Text block:
+-------+
In other words, millions of people are freely choosing to shop and distribute their wealth as they see fit.  This can also be seen when you choose to buy a generic brand over the name brand or when you decide to eat at a chain restaurant or a local restaurant; and by the fact that store owners and managers respond to your purchases by stocking the shelves with the products you desire most. These are all actions and reactions to people’s decisions. Second, there seems to be a misconception of where people get the money to distribute the wealth they have. So where does wealth come from? Economist, Thomas Sowell explains this best,
Despite a voluminous and often fervent literature on “income distribution,” the cold fact is that most income is not distributed: It is earned. People paying each other for goods and services generate income…[M]ost wealth is not distributed at all. People create it, earn it, save it and spend it.  (Sowell, The Vision of the Anointed, 1995, pg 211)
+-------+
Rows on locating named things
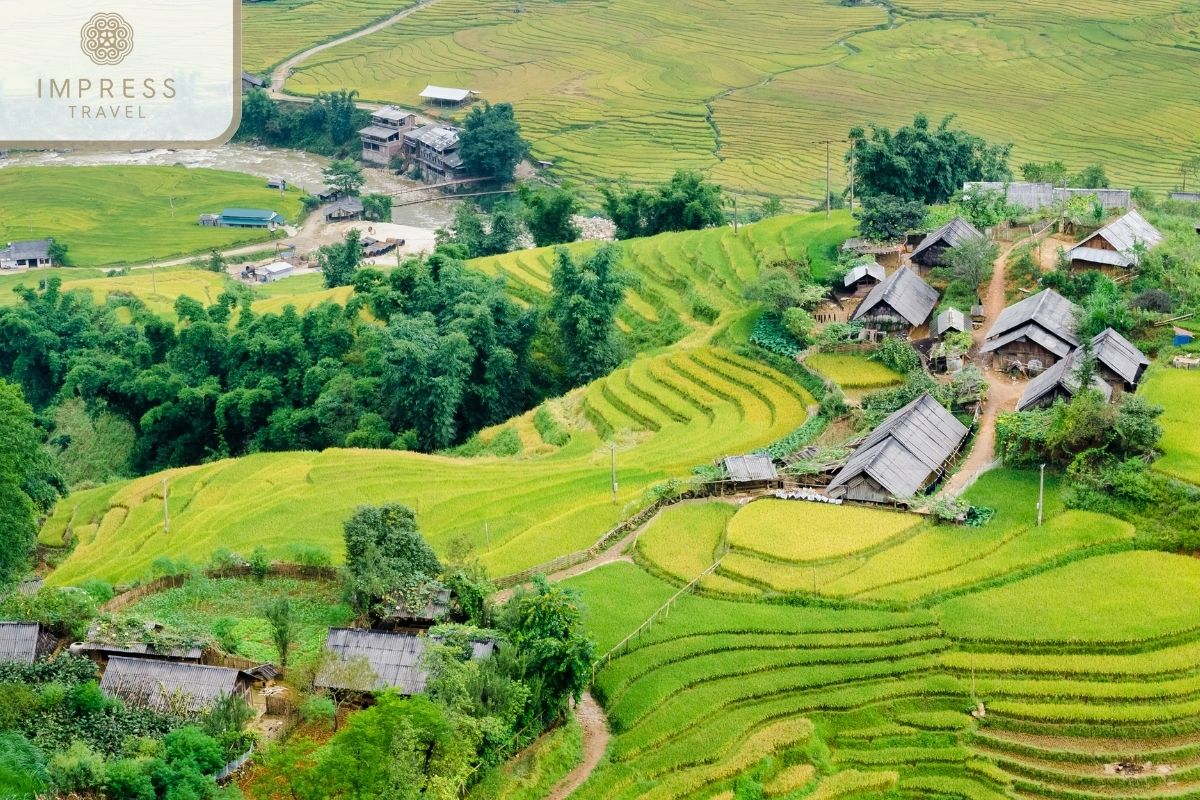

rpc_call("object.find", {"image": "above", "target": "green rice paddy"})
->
[280,0,1200,201]
[0,167,300,266]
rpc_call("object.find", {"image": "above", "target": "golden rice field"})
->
[41,347,814,584]
[288,0,1200,200]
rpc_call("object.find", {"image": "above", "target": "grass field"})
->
[1140,367,1200,483]
[280,0,1200,199]
[804,353,904,390]
[0,167,300,266]
[241,0,413,74]
[42,347,812,583]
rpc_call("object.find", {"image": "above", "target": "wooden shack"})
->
[979,289,1079,374]
[1067,209,1163,276]
[826,392,967,504]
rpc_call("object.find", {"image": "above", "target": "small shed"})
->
[1016,350,1112,411]
[100,656,256,714]
[721,453,779,489]
[1067,209,1163,273]
[313,627,496,694]
[979,289,1079,373]
[325,197,362,222]
[842,261,888,290]
[911,217,984,270]
[0,622,58,664]
[827,392,967,503]
[934,308,971,338]
[220,209,284,230]
[1092,327,1150,395]
[254,261,295,283]
[851,267,938,331]
[421,84,473,106]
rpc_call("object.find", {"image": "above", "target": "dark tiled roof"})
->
[912,217,984,258]
[100,656,239,711]
[725,455,779,482]
[829,393,967,499]
[316,627,494,694]
[1092,327,1150,384]
[0,622,41,664]
[983,289,1079,353]
[851,267,937,327]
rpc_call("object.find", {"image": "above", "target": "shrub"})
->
[49,741,104,794]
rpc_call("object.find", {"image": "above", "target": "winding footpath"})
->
[268,0,438,118]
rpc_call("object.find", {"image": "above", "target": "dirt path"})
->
[268,0,438,118]
[546,692,611,800]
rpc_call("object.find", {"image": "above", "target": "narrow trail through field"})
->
[546,692,612,800]
[940,227,1037,498]
[268,0,438,116]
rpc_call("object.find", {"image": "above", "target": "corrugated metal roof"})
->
[0,622,41,664]
[0,239,54,259]
[934,308,971,336]
[1016,350,1112,411]
[851,267,937,327]
[844,261,888,287]
[724,453,779,483]
[1092,327,1150,384]
[983,289,1079,353]
[100,656,239,711]
[421,84,470,103]
[912,217,984,258]
[1067,209,1163,266]
[314,627,496,694]
[829,392,967,499]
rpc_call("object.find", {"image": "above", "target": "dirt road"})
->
[546,692,611,800]
[268,0,438,118]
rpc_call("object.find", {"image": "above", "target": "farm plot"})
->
[288,0,1200,197]
[0,167,300,266]
[120,577,354,663]
[804,353,904,392]
[1141,367,1200,483]
[241,0,414,74]
[43,348,812,584]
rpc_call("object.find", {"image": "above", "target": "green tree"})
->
[317,228,362,289]
[458,102,529,184]
[322,158,367,194]
[343,503,442,610]
[518,184,580,247]
[362,194,391,222]
[854,194,928,242]
[547,245,626,385]
[263,597,296,667]
[846,114,1013,205]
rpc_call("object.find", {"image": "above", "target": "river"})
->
[0,143,455,230]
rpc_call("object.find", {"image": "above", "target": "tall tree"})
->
[520,184,580,247]
[458,102,529,184]
[548,245,626,385]
[846,114,1013,205]
[320,158,367,194]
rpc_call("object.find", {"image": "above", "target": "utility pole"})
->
[162,477,170,534]
[826,139,833,222]
[1038,464,1046,528]
[608,441,617,505]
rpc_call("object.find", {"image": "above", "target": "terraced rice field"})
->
[572,462,1200,800]
[472,211,854,330]
[42,347,814,584]
[288,0,1200,201]
[241,0,413,74]
[1140,367,1200,483]
[0,167,300,266]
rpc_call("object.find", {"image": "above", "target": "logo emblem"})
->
[79,13,133,66]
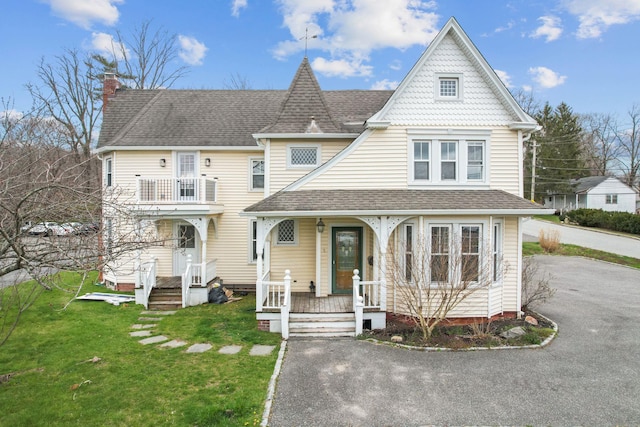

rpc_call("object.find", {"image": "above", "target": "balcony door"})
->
[176,153,198,202]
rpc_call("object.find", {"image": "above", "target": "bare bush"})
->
[522,257,556,311]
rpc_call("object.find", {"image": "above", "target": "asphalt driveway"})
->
[269,256,640,426]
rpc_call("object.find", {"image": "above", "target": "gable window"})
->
[251,159,264,190]
[440,141,458,181]
[287,145,320,168]
[413,141,431,180]
[278,219,296,245]
[467,141,484,181]
[104,157,113,187]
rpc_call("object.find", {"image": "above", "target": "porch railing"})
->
[136,176,218,204]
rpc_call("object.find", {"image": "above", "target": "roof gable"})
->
[369,18,537,129]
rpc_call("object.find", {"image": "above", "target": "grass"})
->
[522,242,640,269]
[0,276,280,426]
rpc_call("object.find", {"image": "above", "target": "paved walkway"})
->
[129,311,275,356]
[522,219,640,258]
[269,256,640,427]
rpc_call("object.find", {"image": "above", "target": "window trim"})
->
[287,144,322,169]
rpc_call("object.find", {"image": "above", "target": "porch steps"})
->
[289,313,356,337]
[149,288,182,311]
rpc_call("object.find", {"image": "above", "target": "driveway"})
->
[522,219,640,258]
[269,256,640,426]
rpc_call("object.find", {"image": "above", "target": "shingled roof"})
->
[245,189,545,215]
[98,58,392,149]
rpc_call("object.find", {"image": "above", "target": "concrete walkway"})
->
[129,311,275,356]
[522,219,640,258]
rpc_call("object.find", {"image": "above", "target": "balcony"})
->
[136,176,218,213]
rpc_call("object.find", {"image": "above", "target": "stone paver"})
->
[129,331,151,337]
[159,340,187,348]
[138,335,169,345]
[218,345,242,354]
[186,343,212,353]
[249,344,276,356]
[131,323,158,329]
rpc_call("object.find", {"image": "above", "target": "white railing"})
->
[140,256,157,309]
[136,176,218,204]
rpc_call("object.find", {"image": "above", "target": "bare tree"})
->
[390,228,502,340]
[581,113,620,176]
[104,21,189,89]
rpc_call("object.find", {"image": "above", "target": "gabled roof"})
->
[368,17,538,130]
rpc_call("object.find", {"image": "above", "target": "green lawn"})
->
[0,272,280,426]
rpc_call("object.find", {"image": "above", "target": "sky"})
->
[0,0,640,119]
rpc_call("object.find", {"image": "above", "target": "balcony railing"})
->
[136,177,218,204]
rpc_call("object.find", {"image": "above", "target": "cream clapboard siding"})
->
[268,139,351,194]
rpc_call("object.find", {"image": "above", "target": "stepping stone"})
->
[249,345,276,356]
[159,340,187,348]
[131,323,158,329]
[138,335,169,345]
[218,345,242,354]
[129,331,151,337]
[187,344,212,353]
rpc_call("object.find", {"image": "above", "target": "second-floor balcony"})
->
[136,176,218,212]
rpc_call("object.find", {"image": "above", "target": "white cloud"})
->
[178,35,209,65]
[311,58,373,77]
[529,67,567,89]
[91,33,131,61]
[494,70,513,88]
[231,0,247,17]
[43,0,124,30]
[563,0,640,39]
[531,15,562,42]
[273,0,439,77]
[371,79,400,90]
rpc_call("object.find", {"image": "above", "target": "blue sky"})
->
[0,0,640,118]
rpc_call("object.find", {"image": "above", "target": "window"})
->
[467,141,484,181]
[251,159,264,190]
[413,141,431,179]
[288,146,320,167]
[278,219,296,245]
[440,141,457,181]
[104,157,113,187]
[460,225,480,283]
[429,226,450,282]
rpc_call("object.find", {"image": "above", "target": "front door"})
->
[173,222,200,276]
[331,227,362,294]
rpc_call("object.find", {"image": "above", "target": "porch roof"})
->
[244,189,553,216]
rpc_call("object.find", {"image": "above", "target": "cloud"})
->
[529,67,567,89]
[43,0,124,30]
[563,0,640,39]
[91,33,131,61]
[531,15,562,43]
[371,79,400,90]
[494,70,513,88]
[178,35,209,65]
[273,0,439,77]
[231,0,247,17]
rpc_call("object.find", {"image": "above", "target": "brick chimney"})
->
[102,73,120,113]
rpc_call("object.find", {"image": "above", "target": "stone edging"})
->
[362,312,558,352]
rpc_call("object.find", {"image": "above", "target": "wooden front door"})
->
[331,227,362,294]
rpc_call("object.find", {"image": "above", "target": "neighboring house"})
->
[544,176,638,213]
[97,18,550,337]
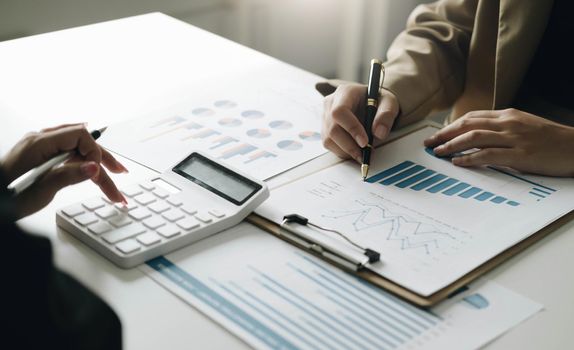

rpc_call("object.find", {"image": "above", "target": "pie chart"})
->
[241,109,265,119]
[299,131,321,141]
[277,140,303,151]
[269,120,293,130]
[217,118,242,127]
[247,129,271,139]
[213,100,237,109]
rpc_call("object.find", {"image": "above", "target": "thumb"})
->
[38,162,100,195]
[16,162,100,216]
[372,90,399,140]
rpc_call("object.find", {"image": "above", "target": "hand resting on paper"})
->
[424,109,574,176]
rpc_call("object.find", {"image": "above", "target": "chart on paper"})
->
[140,223,540,350]
[101,78,326,179]
[257,128,574,295]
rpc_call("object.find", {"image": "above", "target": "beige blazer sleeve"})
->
[383,0,478,127]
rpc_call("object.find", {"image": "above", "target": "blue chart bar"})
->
[458,187,482,198]
[220,143,257,159]
[532,187,552,195]
[372,160,524,207]
[396,170,435,188]
[411,174,446,191]
[366,160,414,183]
[443,182,470,196]
[427,179,458,193]
[147,256,296,349]
[381,165,424,186]
[490,196,506,204]
[474,192,494,202]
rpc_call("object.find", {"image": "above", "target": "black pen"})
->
[361,59,384,181]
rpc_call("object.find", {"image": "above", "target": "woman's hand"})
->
[321,84,399,163]
[425,109,574,176]
[0,124,127,216]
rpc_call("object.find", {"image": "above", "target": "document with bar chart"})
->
[99,75,326,180]
[140,223,542,350]
[257,127,574,296]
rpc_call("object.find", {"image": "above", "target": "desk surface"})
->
[0,14,574,349]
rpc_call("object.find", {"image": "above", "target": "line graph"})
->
[322,199,464,254]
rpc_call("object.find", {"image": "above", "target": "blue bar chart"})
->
[425,147,556,203]
[366,160,520,207]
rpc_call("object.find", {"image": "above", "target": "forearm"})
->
[384,0,478,126]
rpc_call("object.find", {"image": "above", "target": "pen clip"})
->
[280,214,380,271]
[379,63,385,94]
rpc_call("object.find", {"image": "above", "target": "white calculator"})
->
[56,152,269,268]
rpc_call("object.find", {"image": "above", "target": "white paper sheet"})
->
[257,127,574,295]
[99,68,326,180]
[141,224,541,349]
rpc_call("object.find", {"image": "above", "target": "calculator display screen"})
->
[172,153,261,205]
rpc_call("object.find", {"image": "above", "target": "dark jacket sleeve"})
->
[0,174,122,349]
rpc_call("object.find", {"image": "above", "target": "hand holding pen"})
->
[361,59,385,181]
[0,124,127,216]
[321,64,399,172]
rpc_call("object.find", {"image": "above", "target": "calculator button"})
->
[114,202,138,212]
[101,223,146,244]
[181,204,197,215]
[134,193,156,205]
[88,221,113,235]
[128,208,151,220]
[136,232,161,246]
[108,215,132,227]
[148,202,171,214]
[176,217,200,230]
[195,213,212,224]
[162,209,185,221]
[140,182,155,191]
[208,209,225,219]
[116,239,141,254]
[82,198,106,210]
[95,207,118,219]
[62,204,86,218]
[152,188,169,199]
[157,225,180,238]
[122,186,143,197]
[167,196,183,207]
[74,213,98,226]
[142,216,165,229]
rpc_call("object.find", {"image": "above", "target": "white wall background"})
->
[0,0,430,82]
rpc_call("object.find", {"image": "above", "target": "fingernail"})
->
[424,135,435,145]
[355,134,367,147]
[375,124,387,139]
[80,162,98,177]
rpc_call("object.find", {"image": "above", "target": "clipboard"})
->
[246,123,574,308]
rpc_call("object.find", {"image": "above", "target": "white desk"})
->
[0,14,574,349]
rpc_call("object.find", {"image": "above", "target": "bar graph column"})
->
[366,160,524,207]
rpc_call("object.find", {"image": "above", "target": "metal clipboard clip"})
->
[279,214,381,271]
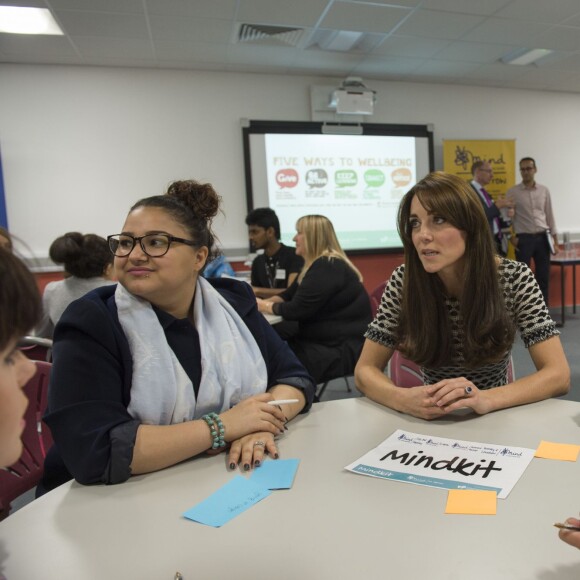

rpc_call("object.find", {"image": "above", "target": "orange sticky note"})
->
[445,489,497,516]
[534,441,580,461]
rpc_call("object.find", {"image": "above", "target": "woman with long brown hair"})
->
[0,247,40,468]
[355,172,570,419]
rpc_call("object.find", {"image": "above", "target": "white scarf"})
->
[115,276,267,425]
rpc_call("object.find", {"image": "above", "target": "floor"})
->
[11,307,580,513]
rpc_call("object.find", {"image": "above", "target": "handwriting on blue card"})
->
[250,459,300,489]
[183,475,271,528]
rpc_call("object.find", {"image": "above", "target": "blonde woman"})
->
[258,215,371,383]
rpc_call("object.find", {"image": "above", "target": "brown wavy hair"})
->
[296,215,363,282]
[397,171,515,368]
[0,248,41,350]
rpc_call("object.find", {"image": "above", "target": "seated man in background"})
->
[246,207,304,298]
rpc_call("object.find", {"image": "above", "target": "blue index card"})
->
[250,459,300,489]
[183,475,272,528]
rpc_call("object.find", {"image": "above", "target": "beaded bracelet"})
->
[202,413,226,449]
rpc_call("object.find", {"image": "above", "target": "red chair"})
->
[0,361,52,521]
[369,282,387,316]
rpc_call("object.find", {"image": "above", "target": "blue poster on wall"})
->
[0,144,8,228]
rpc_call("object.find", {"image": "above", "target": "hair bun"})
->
[167,179,221,221]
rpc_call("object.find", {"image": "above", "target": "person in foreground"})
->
[355,172,570,419]
[0,248,40,468]
[37,181,314,494]
[558,518,580,550]
[258,215,372,383]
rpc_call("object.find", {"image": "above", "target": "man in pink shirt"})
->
[507,157,558,304]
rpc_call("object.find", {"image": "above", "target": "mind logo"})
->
[276,169,298,188]
[391,167,413,187]
[305,169,328,187]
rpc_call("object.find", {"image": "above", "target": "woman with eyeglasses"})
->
[39,181,314,493]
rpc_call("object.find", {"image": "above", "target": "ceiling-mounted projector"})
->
[328,77,377,115]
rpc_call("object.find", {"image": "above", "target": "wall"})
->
[0,65,580,257]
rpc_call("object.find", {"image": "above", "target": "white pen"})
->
[268,399,298,405]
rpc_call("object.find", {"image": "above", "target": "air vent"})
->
[238,24,304,46]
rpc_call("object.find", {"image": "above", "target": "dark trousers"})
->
[516,234,550,305]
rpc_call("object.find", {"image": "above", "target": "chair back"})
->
[0,361,52,520]
[369,282,387,316]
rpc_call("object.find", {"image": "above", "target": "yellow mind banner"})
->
[443,139,516,199]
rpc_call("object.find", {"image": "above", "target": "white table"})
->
[262,312,284,326]
[0,399,580,580]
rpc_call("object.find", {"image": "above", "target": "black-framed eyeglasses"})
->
[107,234,197,258]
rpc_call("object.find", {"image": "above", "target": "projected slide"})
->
[266,134,417,249]
[243,121,433,253]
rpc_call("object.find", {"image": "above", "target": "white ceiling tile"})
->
[82,56,158,68]
[0,34,79,62]
[466,18,551,47]
[355,57,425,76]
[465,63,525,82]
[534,26,580,50]
[344,0,423,8]
[47,0,145,14]
[57,10,149,38]
[411,58,481,77]
[226,45,299,67]
[0,0,580,93]
[563,14,580,28]
[497,0,580,24]
[397,10,484,40]
[421,0,511,16]
[237,0,328,26]
[540,54,580,72]
[145,0,237,20]
[437,41,514,63]
[320,2,411,32]
[149,16,232,44]
[155,40,228,66]
[72,36,155,60]
[373,34,450,58]
[0,0,48,8]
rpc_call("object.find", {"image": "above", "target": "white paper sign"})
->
[345,429,535,499]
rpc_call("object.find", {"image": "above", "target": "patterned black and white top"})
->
[365,258,560,389]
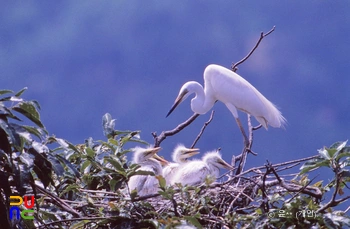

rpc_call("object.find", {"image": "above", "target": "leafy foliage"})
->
[0,88,350,228]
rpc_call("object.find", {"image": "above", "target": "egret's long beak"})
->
[218,160,234,170]
[184,149,199,157]
[145,147,162,157]
[153,154,169,166]
[166,90,188,117]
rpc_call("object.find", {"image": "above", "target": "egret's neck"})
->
[191,82,215,114]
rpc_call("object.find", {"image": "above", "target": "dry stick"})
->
[227,26,275,175]
[231,26,276,72]
[236,114,253,175]
[191,110,215,149]
[152,113,199,147]
[38,217,108,228]
[316,170,350,213]
[35,185,80,217]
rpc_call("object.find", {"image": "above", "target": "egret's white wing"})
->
[204,65,285,128]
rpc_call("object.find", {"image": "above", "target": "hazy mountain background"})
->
[0,0,350,172]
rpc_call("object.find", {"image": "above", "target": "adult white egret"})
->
[173,151,233,185]
[163,144,199,184]
[167,64,286,143]
[128,147,167,196]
+-------+
Goal: Write the next paragraph of the passage arguing that wealth is earned rather than distributed, starting right after the Sowell quotation.

Result for this task:
It is crucial for one to understand Sowell’s point that most wealth is earned and created by innovation and hard work. With this earned wealth, these people then can choose to spend, save, invest or even give their money away.  Ultimately, this is an admirable thing because it demonstrates free people making free decisions based on their own family and unique life situations.  It is not some central organization or mystical entity that distributes money - if so, it clearly would be unjust. Moreover, the video’s argument that there must be something inherently wrong since the desired and perceived distribution of wealth is categorically off from the actual wealth distribution numbers, is no real argument at all! This does not make for a cogent argument, especially if a person’s perception is already based on a false understanding of how wealth is created and distributed.  Economist Walter E Williams expounds on these common misconceptions some more,
I think some of the ignorance and much of the demagoguery stems from the usage of the phrase "income distribution." It might make some people think income is distributed; in other words, there's a dealer of dollars….An alternative vision might be that there's a pile of money intended for all of us. The reason why some are rich and some are poor is that the greedy rich got to the pile first and took their unfair share. Clearly, in either case, justice would require a re-dealing, or redistribution, of the dollars, where the government takes ill-gotten gains of the few and returns them to their rightful owners.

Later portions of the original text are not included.